=== Material provided ===

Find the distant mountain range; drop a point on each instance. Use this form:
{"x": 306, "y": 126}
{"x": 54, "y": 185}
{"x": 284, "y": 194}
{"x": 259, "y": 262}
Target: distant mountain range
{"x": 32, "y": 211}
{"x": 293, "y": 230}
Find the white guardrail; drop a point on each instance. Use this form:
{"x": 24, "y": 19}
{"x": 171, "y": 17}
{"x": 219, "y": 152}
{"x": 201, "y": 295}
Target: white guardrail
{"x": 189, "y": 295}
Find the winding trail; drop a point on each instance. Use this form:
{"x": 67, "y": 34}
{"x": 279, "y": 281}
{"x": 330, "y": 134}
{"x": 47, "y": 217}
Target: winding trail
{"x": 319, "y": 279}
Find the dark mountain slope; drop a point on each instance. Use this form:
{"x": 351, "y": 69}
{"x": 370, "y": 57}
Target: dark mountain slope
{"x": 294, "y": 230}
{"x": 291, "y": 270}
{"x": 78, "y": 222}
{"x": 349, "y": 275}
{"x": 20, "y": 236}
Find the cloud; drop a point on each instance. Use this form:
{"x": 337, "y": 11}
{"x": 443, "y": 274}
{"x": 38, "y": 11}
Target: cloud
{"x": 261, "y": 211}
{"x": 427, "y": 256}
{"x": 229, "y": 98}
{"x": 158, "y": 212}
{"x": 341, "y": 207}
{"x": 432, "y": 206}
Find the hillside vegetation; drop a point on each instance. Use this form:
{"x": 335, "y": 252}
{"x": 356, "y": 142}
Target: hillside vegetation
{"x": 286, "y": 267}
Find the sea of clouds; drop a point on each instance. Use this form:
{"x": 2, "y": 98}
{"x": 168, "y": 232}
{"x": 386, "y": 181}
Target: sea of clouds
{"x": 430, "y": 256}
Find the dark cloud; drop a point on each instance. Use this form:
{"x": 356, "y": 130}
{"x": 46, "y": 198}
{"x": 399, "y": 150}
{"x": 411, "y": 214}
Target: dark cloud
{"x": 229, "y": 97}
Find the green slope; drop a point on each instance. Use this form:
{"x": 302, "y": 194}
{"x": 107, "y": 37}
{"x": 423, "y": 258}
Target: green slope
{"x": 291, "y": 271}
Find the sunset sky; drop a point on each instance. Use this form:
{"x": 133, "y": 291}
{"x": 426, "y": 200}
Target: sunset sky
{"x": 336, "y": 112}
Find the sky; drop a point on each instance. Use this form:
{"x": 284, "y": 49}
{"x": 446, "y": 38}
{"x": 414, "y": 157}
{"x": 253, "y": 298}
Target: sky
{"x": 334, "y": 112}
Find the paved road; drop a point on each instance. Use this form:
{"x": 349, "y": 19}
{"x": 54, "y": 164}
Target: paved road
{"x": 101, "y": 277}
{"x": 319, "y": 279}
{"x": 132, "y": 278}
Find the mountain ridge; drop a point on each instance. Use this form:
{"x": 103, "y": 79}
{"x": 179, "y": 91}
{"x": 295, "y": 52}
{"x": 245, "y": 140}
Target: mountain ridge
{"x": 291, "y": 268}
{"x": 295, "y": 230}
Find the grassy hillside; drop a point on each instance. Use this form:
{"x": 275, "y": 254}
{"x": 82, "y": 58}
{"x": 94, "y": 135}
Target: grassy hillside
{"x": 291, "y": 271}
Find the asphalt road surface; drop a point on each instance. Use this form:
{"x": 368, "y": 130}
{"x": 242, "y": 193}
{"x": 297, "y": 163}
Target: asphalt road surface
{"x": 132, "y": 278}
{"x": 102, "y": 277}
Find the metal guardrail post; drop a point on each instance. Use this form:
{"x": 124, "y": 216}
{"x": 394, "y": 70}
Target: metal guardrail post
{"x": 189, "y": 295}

===

* _Stated task_: Rescale the answer point coordinates from the line holding "Find the metal" through the end of the listing, inclusive. Write all of those lines out again, requests included, and multiply each answer x and y value by 0.45, rounding to whole numbers with halves going up. Leave the requests and their sample coordinates as they are.

* _Right answer_:
Find the metal guardrail post; drop a point on each instance. Use this form:
{"x": 124, "y": 216}
{"x": 394, "y": 70}
Target: metal guardrail post
{"x": 85, "y": 133}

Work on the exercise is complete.